Passage to read:
Every Good citizen puts his or her name on the registration list in order to be able to vote for elected officials who make and enforce the laws by which we are governed.

The more citizens who register and vote, the better our government is. By voting we get better roads, schools, hospitals, playgrounds, parks, libraries, and safety of life and property.

Where register
You register at the tax receivers office in Hinesville. You don't have to pay a poll tax or other taxes to register.

How register?
Begin by courteously telling the tax receiver that you wish to vote. Keep calm and an even temper. Give no one an excuse for not registering you. You will have to give your name, address, where you were born, your age, how long you have lived in Georgia and Liberty County. You must be able to read and write. You must sign your name on the registration book.

S.C.L.C. and the voter education program 1962-1970

Citizenship Schools

Dorchester Cooperative Center played a key role in the struggle for civil rights and the vote.

In 1954, Septima Clarke, a school teacher from Charleston, SC and Esau Jenkins, a farmer and school bus driver from Johns Island, SC, were on the forefront of grassroots efforts to make voter registration a reality. With the support from the Highlander Folk School, they devised a plan to help rural adults to pass literacy and citizenship tests.

The first Citizenship School, known as the Progressive Club, waqs established on Johns Island, SC. But in 1961 control of the Citizenship School Program was transferred from Highlander Folk School to the American Missionary Association who acted on the behalf of the Southern Christian Leadership Council. The Citizenship School moved its headquarters to the Dorchester Community Center.

The Citizenship Education Program operated at Dorchester from 1961 to 1970. During that period, 897 Citizenship Schools were established, SCLC leadership planned their Birmingham demonstrations.

Leadership

Septima Clark supervised instruction at Dorchester; Andrew Young administered the program; and Dorothy Cotton served as a "cultural emissary" and used music and folklore to generate interest in the program. During their tenure at Dorchester, Clarke, Young and Cotton drove all over the South recruiting prospective students. Students were bused to Dorchester for a week-long training program that began on Monday morning and ended after a Saturday night banquet. The program was designed to get participants home in time for church so that they could then share what they learned at Dorchester with others, and hopefully, establish citizenship classes in their own communities.

Dataset:

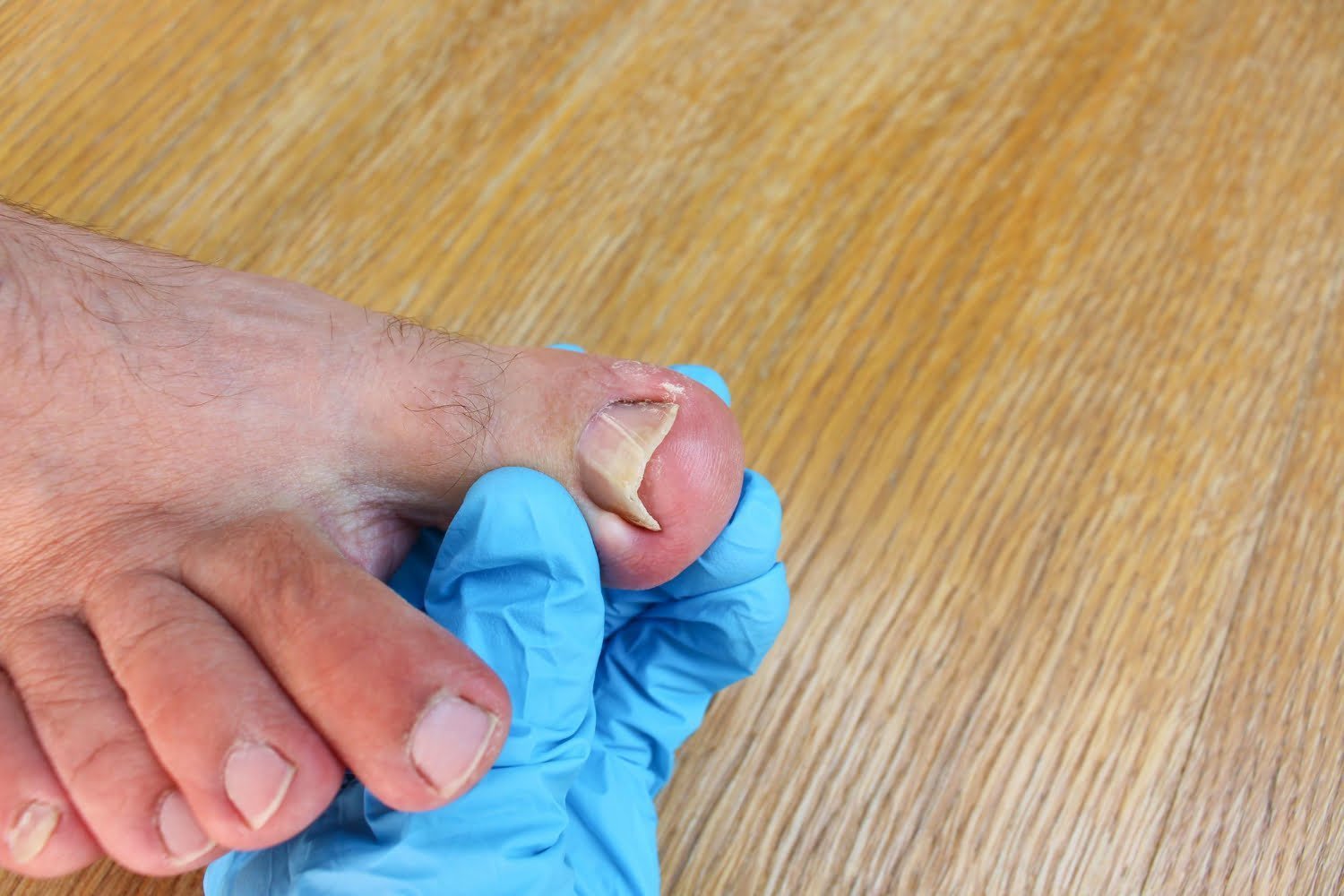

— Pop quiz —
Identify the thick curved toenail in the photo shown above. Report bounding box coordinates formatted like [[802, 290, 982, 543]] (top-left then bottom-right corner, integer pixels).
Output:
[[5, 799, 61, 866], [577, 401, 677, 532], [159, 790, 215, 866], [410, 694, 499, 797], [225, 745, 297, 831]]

...

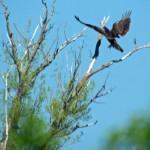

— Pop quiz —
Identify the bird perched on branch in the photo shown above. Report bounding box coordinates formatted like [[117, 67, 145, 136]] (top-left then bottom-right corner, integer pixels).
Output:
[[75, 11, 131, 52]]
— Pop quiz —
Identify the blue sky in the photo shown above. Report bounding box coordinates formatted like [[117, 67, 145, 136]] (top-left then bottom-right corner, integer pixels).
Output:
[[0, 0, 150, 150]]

Tasks and exercises:
1: Summarize the text on voter registration and the Citizenship Schools in two sentences.
2: Write the next part of the text on voter registration and the Citizenship Schools, starting after its final sentence.
The material in the two blocks of records stands apart from the text on voter registration and the Citizenship Schools.

Answers below:
1: The text urges citizens to register to vote and explains that registration takes place at the tax receiver's office in Hinesville with no poll tax required, listing the details applicants must give. It then describes how the Citizenship School program, created to help rural adults pass literacy and citizenship tests, moved its headquarters to the Dorchester Community Center, where from 1961 to 1970 its leaders recruited students across the South for a week-long training program.

2:
Working Together at the Dorchester Cooperative Center 1930s-1940s

The Industrial Arts Department at Dorchester Academy taught students practical skills they could use in everyday life. The boys took classes in farming, woodworking, iron-working, and architecture. The girls were instructed in cooking, sewing, dressmaking, and related industries. Most importantly, the students were taught teamwork and the basics of cooperative buying. The Dorchester Cooperative Center's efforts to encourage cooperative buying succeeded because the former students of Dorchester Academy understood and encouraged the community action.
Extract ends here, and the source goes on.